- WHAT THE TASK ASKS: Write out every one of the records below word for word, leaving each line unchanged.

begin

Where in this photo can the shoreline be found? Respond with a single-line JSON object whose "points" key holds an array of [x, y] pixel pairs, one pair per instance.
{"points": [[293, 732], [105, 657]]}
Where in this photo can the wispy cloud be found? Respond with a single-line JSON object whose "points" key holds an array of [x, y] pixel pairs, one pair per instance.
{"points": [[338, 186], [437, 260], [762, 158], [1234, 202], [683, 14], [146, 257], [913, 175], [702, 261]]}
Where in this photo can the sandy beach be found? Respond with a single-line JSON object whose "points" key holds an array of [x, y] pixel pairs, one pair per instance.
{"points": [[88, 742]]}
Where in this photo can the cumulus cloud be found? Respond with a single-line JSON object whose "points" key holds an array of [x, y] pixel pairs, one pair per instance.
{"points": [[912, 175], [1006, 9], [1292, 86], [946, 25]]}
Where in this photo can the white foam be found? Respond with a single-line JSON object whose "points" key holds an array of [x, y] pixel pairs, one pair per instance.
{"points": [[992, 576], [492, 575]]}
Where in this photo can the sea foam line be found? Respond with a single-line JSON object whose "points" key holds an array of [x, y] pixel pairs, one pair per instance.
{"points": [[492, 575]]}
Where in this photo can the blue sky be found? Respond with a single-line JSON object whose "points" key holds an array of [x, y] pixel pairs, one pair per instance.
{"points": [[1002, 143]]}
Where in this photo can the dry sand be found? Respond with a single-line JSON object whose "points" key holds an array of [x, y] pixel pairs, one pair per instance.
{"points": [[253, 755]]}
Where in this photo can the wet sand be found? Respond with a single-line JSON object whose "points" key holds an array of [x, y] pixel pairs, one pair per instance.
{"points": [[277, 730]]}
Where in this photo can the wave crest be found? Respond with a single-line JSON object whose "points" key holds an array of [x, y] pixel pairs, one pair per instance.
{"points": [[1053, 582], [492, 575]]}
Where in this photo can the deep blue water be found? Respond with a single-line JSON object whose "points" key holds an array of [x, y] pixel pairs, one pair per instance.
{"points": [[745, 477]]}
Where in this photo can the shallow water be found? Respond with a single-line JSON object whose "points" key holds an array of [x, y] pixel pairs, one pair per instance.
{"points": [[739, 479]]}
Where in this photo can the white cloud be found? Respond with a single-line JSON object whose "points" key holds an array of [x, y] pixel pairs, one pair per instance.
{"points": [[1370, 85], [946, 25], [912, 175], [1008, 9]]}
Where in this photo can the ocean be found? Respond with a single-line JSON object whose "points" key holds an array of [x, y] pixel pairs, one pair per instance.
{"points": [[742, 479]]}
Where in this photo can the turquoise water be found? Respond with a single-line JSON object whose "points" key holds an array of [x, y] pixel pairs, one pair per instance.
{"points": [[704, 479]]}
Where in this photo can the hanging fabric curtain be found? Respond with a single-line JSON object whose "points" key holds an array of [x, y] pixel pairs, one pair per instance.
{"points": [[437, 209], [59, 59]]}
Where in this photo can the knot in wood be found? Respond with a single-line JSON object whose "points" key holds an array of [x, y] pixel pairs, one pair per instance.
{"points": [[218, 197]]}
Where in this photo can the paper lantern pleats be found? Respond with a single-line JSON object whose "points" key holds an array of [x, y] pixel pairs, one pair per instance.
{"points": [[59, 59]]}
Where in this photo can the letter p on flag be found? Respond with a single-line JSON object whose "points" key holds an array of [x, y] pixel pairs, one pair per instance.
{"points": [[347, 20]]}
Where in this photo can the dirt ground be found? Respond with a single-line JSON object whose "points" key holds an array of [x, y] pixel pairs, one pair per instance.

end

- SOLVED PROBLEM:
Where in this photo can the shoreline be found? Respond with a single-line JSON object whose "points" key holds an array of [x, y] pixel pairs, one pair per instance.
{"points": [[293, 732], [105, 657]]}
Where in this photo can the wispy cloud be found? Respond with a single-line JSON object whose "points" key holds an array of [x, y] pixel pairs, one pair per instance.
{"points": [[338, 186], [437, 260], [762, 158], [1234, 202], [683, 14], [146, 257], [913, 175], [702, 261]]}
Where in this photo can the sandy beach be found? Respond with a single-line JSON object whose "points" key holds an array of [x, y] pixel pairs, one pair per instance.
{"points": [[88, 742]]}
Where in this photo can the cumulus cloud be found? Respond with a single-line JSON object whose "points" key holds an array of [x, y] pixel pairs, one pair per instance.
{"points": [[912, 175], [1006, 9], [1292, 86], [946, 25]]}
Where in this photo can the white foam be found? Respond with a single-line JSON object whose "points" key holds an array of [x, y] pixel pairs, one pair per instance.
{"points": [[992, 576], [492, 575]]}
Where in this photo can the sea foam line be found? Respond with a single-line JSON object whose "points" key holds an array of [x, y] pixel pairs, one pair per instance.
{"points": [[492, 575]]}
Where in this photo can the blue sky be found? Respond with a single-line JSON object whose "points" key holds an array of [x, y] pixel pairs, one pair per instance.
{"points": [[1002, 143]]}
Where in this photo can the dry sand be found? Respond with a single-line JSON object whose "points" key holds an array of [x, y] pixel pairs, one pair per instance.
{"points": [[253, 755]]}
Where in this photo can the wet sand be found? Respond with a single-line JSON object whose "points" key holds an array of [x, y] pixel pairs, one pair per instance.
{"points": [[277, 730]]}
Where in this photo can the wave crest be found? Respond with a single-line JSON object whose "points" key holds an array of [x, y] pixel pairs, one pair per instance.
{"points": [[1053, 582], [492, 575]]}
Where in this photo can the deep blue water be found? Respond with a single-line JSON object whose "points" key holds an array of [x, y] pixel pairs, one pair per instance.
{"points": [[745, 477]]}
Where in this photo can the shallow water be found? Respond with a single-line JSON object whose "points" key holds an array of [x, y] pixel pairs, one pair per instance.
{"points": [[739, 479]]}
Where in this photo can the white cloud be found? Respond with a single-line JSON object whose "points" key holds an array of [x, y] pixel pairs, one pair per instance.
{"points": [[1370, 85], [946, 25], [912, 175], [1008, 9]]}
Where in this photo can the ocean be found? Respond with a single-line JSON object whose "points" key holds an array of [x, y] pixel pairs, one pair per instance.
{"points": [[742, 479]]}
Where in this photo can the turquoise water be found? Respond with a single-line JSON object whose "points" key holds an array of [x, y] pixel pairs, one pair per instance.
{"points": [[704, 479]]}
Where in this photo can the hanging fabric curtain be found? Respond with a single-line JSON object whose "points" key holds an array of [x, y] pixel pairs, one pair per instance.
{"points": [[437, 209], [59, 59]]}
Where in this photo can the knot in wood be found? Respond with a single-line JSON object whose "points" key holds an array of [x, y] pixel pairs, one pair per instance.
{"points": [[218, 197]]}
Where in this photo can the paper lantern pleats be found? Respond with a single-line JSON object whose "points" key holds an array of [x, y] pixel pairs, one pair per instance.
{"points": [[59, 59]]}
Where in this photo can the letter p on flag be found? Respond with a single-line JSON object whose "points" key holds an array of [x, y] pixel pairs, one pair per instance.
{"points": [[347, 20]]}
Where in this photo can the dirt ground be found? Respond with a single-line JSON object whose "points" key holds an array of [x, y] pixel pairs, one pair per instance.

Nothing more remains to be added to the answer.